**TASK REQUIREMENTS**
Retype the records that come next, word for word.

**DATA EXCERPTS**
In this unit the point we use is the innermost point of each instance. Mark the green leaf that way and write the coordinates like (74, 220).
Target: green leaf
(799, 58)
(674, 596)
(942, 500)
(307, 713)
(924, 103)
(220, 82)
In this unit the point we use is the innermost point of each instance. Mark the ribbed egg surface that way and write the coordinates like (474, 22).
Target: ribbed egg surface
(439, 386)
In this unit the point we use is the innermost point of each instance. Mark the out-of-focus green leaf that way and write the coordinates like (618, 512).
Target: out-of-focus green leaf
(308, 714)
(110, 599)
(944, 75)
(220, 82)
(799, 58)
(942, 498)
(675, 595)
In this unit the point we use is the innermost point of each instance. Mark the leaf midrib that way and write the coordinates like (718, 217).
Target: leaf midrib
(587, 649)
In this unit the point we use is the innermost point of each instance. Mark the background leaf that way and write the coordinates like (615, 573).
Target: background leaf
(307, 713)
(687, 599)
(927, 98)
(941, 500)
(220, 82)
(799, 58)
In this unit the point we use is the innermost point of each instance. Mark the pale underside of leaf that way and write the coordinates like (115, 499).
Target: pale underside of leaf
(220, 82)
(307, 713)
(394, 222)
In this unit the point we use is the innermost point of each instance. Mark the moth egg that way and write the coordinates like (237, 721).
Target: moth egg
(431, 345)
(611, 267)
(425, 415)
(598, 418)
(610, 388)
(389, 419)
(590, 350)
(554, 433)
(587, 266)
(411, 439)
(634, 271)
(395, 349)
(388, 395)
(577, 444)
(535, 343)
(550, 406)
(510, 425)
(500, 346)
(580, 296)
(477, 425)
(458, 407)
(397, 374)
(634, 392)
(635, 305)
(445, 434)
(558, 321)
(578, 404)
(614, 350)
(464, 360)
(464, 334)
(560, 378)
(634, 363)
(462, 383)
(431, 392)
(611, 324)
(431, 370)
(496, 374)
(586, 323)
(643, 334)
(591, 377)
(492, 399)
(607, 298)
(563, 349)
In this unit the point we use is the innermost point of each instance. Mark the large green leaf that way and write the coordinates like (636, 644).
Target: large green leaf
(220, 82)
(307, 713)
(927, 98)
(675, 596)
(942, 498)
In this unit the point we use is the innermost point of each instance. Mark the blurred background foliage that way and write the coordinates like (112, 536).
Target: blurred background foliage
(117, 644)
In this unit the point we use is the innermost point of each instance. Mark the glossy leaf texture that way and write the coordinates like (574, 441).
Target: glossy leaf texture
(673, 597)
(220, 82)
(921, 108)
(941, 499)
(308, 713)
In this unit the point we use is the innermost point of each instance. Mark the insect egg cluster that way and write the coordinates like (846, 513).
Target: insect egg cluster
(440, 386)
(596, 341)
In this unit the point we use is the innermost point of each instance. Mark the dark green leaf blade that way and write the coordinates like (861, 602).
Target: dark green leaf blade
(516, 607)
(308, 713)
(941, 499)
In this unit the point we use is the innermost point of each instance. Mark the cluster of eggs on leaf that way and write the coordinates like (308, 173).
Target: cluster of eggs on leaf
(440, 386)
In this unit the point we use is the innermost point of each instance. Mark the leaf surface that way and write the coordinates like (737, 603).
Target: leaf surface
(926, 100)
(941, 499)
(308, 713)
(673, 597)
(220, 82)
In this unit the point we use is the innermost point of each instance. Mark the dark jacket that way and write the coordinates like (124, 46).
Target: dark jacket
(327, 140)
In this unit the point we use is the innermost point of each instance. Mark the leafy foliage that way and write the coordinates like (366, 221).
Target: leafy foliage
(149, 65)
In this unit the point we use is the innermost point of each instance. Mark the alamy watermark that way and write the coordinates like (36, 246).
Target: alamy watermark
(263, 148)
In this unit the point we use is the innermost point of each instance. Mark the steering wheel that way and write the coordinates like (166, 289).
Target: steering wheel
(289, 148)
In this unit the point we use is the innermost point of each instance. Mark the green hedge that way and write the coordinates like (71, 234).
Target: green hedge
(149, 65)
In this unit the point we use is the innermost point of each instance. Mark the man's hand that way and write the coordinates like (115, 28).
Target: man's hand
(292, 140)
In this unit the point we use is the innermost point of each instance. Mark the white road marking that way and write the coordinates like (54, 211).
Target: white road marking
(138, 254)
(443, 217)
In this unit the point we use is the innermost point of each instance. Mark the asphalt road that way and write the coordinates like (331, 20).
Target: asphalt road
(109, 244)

**WRITTEN RESPONSE**
In this unit the point we use is the innermost point of each instance. Mark the green leaf that way and write the coordinates like (74, 220).
Target: green leaf
(799, 58)
(674, 596)
(942, 500)
(307, 713)
(924, 103)
(220, 82)
In this unit the point we use is the innermost point of each instance. Mark the ribbed egg surface that way and write the coordinates like (474, 22).
Target: ribbed egg surface
(439, 386)
In this unit the point we use is the innermost point of each instance. Mark the out-of-focus green leaf that way and write the coordinates like (618, 512).
Target: out-of-focus green leaf
(308, 714)
(110, 599)
(944, 75)
(220, 82)
(799, 58)
(942, 498)
(675, 595)
In this unit the point we use is the innermost point of each instance. Mark the leaf midrib that way and write the coordinates like (718, 217).
Target: leaf midrib
(587, 649)
In this unit the point we use is the innermost point of each instance. Mark the background leaf that way and write the coordinates like (615, 573).
Target: background leaf
(307, 713)
(687, 599)
(927, 98)
(941, 500)
(220, 82)
(799, 58)
In this unit the point we use is the innermost point of each instance. Mark the pale underside of leaf that way and write the coordinates like (115, 499).
Target: pale underside of leaf
(220, 82)
(307, 713)
(394, 222)
In this unit the point we use is the innermost point of each instance. Mark the moth egg that way and write the coordinates like (237, 721).
Target: moth egg
(431, 345)
(611, 267)
(425, 415)
(598, 418)
(610, 388)
(389, 419)
(590, 350)
(554, 433)
(587, 266)
(411, 439)
(634, 271)
(395, 349)
(388, 395)
(577, 444)
(535, 343)
(550, 406)
(510, 425)
(500, 346)
(580, 296)
(477, 425)
(458, 407)
(397, 374)
(634, 392)
(635, 305)
(445, 434)
(558, 321)
(578, 404)
(614, 350)
(464, 360)
(464, 334)
(560, 378)
(634, 363)
(462, 383)
(431, 392)
(611, 324)
(431, 370)
(496, 374)
(586, 323)
(643, 334)
(591, 377)
(492, 399)
(607, 298)
(563, 349)
In this unit the point we use is the innermost point of each instance. Mark the large green leaf that way and write the coordinates like (636, 644).
Target: large green leaf
(220, 82)
(307, 713)
(927, 98)
(675, 596)
(942, 498)
In this unit the point we use is the innermost point of each instance. Mark the blurred background foliage that way and write the coordinates like (112, 536).
Target: blurred background foliage
(117, 644)
In this unit the point we use is the innermost point of each instance. Mark the glossy leaf texture that way and write the coordinates like (574, 441).
Target: glossy leaf texture
(673, 597)
(220, 82)
(921, 108)
(941, 499)
(308, 713)
In this unit the point we use is the innermost point of each instance. Mark the insect egg cluster that way and write the coordinates like (846, 513).
Target: insect egg cluster
(440, 386)
(596, 341)
In this unit the point we use is the innermost point of each instance. Mark the dark green leaf blade that way and write the coordinates like (861, 602).
Target: dark green leaf blade
(516, 607)
(308, 713)
(941, 499)
In this unit the point we use is the innermost point of each instance. Mark the cluster of eggs on leaf that way and write the coordinates like (308, 173).
Target: cluster of eggs on leaf
(440, 386)
In this unit the point we use is the innermost point of each instance. Mark the leaf surface that way and write the coordinates like (737, 603).
Target: leaf surface
(926, 100)
(941, 499)
(308, 713)
(673, 597)
(220, 82)
In this unit the point we use is the innermost point of each instance. Mark the dark jacket that way and write the coordinates like (124, 46).
Target: dark jacket
(327, 140)
In this unit the point we use is the innermost point of each instance. Mark the leafy foliage that way and write the coordinates like (366, 221).
Target: leafy foliage
(149, 65)
In this unit the point we use is the innermost point of each instance. Mark the alamy watermark that way and write the coordinates like (36, 246).
Target: alamy watermark
(263, 148)
In this unit the point we use is the innermost point of each instance. Mark the steering wheel that way and write the coordinates like (166, 289).
Target: steering wheel
(289, 148)
In this unit the point we use is the innermost point of each instance. Mark the green hedge that way and write the coordinates like (71, 234).
Target: green hedge
(149, 65)
In this unit the point we use is the innermost point of each instance. Mark the man's hand that way and write the coordinates like (115, 28).
Target: man's hand
(292, 140)
In this unit the point we use is the innermost point of each instance. Mark the white road marking that way and write the coordinates like (54, 211).
Target: white road marking
(138, 254)
(443, 217)
In this unit the point we use is the innermost point of each instance. Mark the asphalt road that way and write the coordinates like (331, 20).
Target: asphalt road
(109, 244)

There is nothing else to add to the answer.